(Rows from an object pointing dataset)

•••

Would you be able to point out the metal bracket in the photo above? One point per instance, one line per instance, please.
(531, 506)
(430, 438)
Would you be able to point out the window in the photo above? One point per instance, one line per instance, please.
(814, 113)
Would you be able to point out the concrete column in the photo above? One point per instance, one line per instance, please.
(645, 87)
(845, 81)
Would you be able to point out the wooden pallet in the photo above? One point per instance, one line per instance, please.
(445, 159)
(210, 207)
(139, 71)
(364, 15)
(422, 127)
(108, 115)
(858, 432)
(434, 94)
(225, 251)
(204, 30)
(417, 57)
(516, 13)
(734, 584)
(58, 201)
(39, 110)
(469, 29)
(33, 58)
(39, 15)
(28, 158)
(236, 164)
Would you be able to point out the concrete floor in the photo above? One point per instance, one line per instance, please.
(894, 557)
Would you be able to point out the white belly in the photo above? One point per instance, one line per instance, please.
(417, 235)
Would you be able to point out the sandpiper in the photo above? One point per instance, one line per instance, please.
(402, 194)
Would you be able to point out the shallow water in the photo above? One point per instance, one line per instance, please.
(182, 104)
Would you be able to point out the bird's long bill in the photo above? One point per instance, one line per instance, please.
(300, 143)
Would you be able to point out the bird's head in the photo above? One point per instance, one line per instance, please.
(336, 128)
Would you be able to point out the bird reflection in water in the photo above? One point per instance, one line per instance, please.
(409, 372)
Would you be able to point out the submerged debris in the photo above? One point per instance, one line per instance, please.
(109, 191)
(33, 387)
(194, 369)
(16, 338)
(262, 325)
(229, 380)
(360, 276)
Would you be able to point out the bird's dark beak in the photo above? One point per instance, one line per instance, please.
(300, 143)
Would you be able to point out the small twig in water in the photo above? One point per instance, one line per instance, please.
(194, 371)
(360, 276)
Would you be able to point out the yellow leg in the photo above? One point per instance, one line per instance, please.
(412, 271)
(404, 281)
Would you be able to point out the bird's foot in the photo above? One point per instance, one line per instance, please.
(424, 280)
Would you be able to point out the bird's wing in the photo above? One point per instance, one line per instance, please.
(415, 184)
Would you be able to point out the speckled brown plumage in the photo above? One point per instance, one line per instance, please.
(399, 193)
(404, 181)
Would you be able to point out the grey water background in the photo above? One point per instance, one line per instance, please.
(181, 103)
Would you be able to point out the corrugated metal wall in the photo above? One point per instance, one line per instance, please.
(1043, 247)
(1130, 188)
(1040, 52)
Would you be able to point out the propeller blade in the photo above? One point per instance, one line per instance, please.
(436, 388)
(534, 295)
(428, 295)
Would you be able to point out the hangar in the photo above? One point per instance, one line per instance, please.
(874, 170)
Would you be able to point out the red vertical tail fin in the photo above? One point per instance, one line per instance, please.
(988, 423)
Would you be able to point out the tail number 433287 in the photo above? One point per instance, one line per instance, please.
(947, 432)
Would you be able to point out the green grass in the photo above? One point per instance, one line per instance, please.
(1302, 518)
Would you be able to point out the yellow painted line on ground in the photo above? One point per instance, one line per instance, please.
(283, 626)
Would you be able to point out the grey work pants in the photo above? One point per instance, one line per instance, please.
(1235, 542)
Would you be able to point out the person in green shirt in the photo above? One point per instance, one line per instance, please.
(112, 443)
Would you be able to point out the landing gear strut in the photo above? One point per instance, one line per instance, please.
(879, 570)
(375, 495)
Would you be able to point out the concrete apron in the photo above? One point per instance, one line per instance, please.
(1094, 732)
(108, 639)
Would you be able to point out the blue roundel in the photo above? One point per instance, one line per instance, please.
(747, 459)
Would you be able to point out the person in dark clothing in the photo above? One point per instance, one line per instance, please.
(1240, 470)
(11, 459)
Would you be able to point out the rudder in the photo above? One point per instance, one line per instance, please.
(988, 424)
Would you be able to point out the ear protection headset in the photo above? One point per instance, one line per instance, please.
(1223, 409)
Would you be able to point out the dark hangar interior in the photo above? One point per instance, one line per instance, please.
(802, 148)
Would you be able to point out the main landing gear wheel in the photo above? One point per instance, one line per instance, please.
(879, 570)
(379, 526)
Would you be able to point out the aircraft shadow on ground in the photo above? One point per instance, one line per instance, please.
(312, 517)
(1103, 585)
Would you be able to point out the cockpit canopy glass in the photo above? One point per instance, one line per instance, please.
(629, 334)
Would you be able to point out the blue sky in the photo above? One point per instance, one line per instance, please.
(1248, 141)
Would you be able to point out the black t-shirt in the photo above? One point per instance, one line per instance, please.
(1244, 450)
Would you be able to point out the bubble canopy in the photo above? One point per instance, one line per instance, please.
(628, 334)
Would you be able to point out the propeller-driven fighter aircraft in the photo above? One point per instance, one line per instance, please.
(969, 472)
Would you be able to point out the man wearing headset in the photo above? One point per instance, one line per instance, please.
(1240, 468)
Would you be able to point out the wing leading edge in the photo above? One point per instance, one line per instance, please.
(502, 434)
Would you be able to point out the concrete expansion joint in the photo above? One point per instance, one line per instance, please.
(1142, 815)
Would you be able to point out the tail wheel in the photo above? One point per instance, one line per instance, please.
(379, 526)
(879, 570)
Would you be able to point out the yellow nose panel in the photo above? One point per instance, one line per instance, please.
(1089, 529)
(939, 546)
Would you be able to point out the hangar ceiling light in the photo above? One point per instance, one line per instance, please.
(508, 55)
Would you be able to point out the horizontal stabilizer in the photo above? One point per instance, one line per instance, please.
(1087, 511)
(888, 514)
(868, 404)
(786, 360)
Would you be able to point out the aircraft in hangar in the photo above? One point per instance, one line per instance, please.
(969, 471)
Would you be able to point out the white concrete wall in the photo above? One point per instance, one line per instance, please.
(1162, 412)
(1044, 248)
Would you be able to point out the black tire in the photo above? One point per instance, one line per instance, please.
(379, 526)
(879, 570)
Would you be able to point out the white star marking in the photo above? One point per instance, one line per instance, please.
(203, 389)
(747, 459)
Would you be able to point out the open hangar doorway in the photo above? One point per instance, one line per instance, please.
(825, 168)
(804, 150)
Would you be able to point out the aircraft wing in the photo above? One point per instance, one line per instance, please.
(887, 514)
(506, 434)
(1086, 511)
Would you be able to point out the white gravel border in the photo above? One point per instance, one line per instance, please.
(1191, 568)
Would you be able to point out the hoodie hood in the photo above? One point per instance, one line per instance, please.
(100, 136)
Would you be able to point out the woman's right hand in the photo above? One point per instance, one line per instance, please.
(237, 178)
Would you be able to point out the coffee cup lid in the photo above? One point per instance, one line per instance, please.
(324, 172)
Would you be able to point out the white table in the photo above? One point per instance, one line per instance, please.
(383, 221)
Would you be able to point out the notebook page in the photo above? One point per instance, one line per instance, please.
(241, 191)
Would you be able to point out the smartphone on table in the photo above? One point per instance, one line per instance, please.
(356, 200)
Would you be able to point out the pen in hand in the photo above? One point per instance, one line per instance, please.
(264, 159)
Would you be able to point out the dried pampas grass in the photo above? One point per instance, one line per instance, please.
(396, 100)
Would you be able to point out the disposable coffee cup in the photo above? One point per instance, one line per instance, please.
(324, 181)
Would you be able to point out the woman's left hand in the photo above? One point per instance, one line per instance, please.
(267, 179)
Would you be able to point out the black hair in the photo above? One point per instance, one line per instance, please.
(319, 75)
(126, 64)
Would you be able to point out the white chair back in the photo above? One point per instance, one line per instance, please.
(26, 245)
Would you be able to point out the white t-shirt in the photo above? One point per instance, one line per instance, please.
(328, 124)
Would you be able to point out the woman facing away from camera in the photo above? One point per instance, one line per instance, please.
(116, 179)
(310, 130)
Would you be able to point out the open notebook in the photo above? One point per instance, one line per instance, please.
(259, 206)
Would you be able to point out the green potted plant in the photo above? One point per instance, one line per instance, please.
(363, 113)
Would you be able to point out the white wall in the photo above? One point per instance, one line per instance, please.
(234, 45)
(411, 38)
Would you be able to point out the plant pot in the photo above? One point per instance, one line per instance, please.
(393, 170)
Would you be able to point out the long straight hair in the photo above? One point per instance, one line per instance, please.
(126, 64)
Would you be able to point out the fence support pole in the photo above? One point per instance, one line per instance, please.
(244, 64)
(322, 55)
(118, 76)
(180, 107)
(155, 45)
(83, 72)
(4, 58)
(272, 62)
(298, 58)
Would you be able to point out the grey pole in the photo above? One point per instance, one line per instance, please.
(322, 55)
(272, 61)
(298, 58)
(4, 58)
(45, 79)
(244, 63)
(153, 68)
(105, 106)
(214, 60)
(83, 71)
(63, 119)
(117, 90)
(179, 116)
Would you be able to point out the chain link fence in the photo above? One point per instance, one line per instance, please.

•••

WHAT IS BEING ASKED =>
Switch "cockpit canopy glass" to "cockpit windshield" in the material, starting with the line that contains "Would you be able to point out the dark" and going on through the line that contains "(1248, 141)". Return only those lines, with nothing else changed.

RESULT OF THIS EXERCISE =>
Would you be able to point out the dark hangar interior in the photo above? One point per instance, one line per instance, please.
(802, 148)
Would you be able to point out the main landing gear wheel in the photo above? One point per instance, one line per instance, please.
(879, 570)
(379, 526)
Would you be able to point out the aircraft shadow on ground in the photo above? One point per instance, one line per instance, please.
(312, 517)
(1103, 585)
Would you be able to point out the cockpit windshield in the photo above? One point per instance, one line per instance, please.
(629, 334)
Would you be able to point out the blue sky in the photo above? One point per instance, one line per instance, please.
(1248, 141)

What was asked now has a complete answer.